Quoted text>
** Start **

Permalink
Find file Copy path
700 lines (518 sloc) 18.8 KB

Serokell Haskell Style Guide

This style guide is mostly a copy of Johan Tibell's guide with some restructurization, elaboration on some topics and some additions. This style guide's aims are code beauty, readability and understandability.

You can find our other formatting utilites and guidelines which expand the code style:

General guide lines

Line Length

Maximum line length is 80 characters or 100 characters if necessary.

Modern screens have high definition and big width. But with some tiling managers and two terminals on one screen you are not able to see many characters on one line. On the other hand, restricting line size to a very small number like 80 leads to some crazy indentation despite the fact that shorter lines should force you to write well structured code. That's why 100 is a reasonable compromize.

Indentation

Tabs are illegal. Use spaces for indenting. Indent your code blocks with 4 spaces. Indent the where keyword with two spaces to set it apart from the rest of the code and indent the definitions in a where clause with 2 spaces. Some examples:

sayHello :: IO ()
sayHello = do
    name <- getLine
    putStrLn $ greeting name
  where
    greeting name = "Hello, " ++ name ++ "!"

filter :: (a -> Bool) -> [a] -> [a]
filter _ []     = []
filter p (x:xs)
    | p x       = x : filter p xs
    | otherwise = filter p xs

Blank Lines

One blank line between top-level definitions. No blank lines between type signatures and function definitions. Add one blank line between functions in a type class instance declaration if the function bodies are large. You can add blank lines inside a big do block to separate logical parts of it. You can also use blank lines to separate definitions inside where clause. Blank lines are used to separate imports (this is described in section below).

Whitespace

Surround binary operators with a single space on either side. In case of currying add one space between the argument and the operation.

Exceptions (where you're allowed to not follow this rule):

  1. % operator for string formatting from Formatting library. Compare:

("block with "%int%" entries") cnt

("block with " % int % " entries") cnt

  1. +|-like operators from fmt library. Compare

"block with "+|cnt|+" entries"

"block with " +| cnt |+ " entries"

So, you can omit spaces if surrounding strings have spaces. It also helps in cases when formatted strings are too long.

Use some tool to remove trailing spaces!

Naming convention

Casing:

  • lowerCamelCase for function and variable names.

** End **

Given entries>
** Start **

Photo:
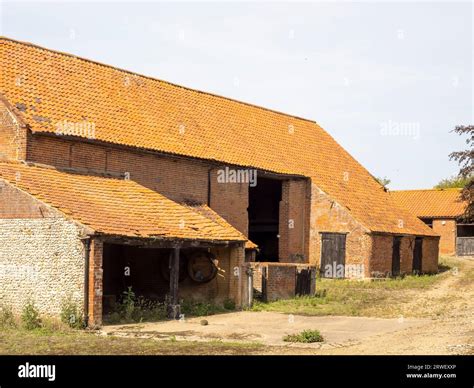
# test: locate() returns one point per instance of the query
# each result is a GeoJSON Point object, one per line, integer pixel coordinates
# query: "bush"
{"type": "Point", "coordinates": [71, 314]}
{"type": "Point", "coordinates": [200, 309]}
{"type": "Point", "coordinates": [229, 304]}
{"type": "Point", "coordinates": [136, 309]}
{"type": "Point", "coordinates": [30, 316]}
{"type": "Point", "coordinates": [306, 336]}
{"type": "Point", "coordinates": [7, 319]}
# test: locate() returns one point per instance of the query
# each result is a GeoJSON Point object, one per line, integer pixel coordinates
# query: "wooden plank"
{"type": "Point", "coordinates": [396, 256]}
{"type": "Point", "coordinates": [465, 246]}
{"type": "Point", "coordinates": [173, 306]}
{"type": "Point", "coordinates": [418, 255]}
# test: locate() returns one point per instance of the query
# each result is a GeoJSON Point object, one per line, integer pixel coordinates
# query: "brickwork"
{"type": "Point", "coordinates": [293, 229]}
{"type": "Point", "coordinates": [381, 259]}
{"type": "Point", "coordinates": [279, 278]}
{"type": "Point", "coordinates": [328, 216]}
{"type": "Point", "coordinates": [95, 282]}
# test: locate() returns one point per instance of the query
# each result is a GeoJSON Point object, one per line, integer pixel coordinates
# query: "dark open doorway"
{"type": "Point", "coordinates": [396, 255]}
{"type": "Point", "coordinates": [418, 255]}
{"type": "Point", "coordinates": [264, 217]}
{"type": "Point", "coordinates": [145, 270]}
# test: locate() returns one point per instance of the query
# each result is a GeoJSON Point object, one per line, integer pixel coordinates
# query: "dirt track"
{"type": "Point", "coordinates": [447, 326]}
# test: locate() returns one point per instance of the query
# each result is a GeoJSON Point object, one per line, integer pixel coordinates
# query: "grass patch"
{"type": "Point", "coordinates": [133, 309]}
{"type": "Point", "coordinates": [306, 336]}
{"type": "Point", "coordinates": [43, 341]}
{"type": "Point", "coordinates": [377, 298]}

** End **
** Start **

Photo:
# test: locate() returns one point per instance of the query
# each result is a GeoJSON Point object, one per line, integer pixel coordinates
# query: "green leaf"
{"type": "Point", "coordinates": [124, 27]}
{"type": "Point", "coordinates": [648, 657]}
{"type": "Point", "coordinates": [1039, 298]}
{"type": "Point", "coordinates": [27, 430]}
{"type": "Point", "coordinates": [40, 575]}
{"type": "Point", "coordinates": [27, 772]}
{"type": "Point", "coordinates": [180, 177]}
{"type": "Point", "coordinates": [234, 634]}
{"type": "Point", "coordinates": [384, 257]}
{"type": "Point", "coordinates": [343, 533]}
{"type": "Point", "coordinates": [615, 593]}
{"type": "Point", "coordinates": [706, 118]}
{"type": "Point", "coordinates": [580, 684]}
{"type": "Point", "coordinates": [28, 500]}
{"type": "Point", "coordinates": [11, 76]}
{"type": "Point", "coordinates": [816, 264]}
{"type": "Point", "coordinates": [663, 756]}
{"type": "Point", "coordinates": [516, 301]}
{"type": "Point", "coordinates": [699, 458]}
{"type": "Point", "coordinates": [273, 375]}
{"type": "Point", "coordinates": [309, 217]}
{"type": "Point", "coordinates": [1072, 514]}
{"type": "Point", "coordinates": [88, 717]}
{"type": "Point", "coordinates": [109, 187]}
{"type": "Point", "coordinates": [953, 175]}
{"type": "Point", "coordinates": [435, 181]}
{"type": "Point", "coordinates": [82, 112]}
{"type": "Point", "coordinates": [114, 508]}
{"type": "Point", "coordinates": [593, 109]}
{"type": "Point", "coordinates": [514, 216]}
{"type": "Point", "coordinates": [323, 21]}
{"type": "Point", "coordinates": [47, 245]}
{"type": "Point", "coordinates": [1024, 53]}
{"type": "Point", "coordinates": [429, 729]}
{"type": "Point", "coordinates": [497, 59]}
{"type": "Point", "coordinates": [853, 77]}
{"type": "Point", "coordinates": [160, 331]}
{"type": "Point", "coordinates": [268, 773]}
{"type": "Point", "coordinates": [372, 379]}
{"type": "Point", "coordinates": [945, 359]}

** End **

Directions>
Retype the part of the Haskell style guide from "So, you can" up to and including "remove trailing spaces!". Work only from the Haskell style guide; the items play no part.

Written response>
So, you can omit spaces if surrounding strings have spaces. It also helps in cases when formatted strings are too long.

Use some tool to remove trailing spaces!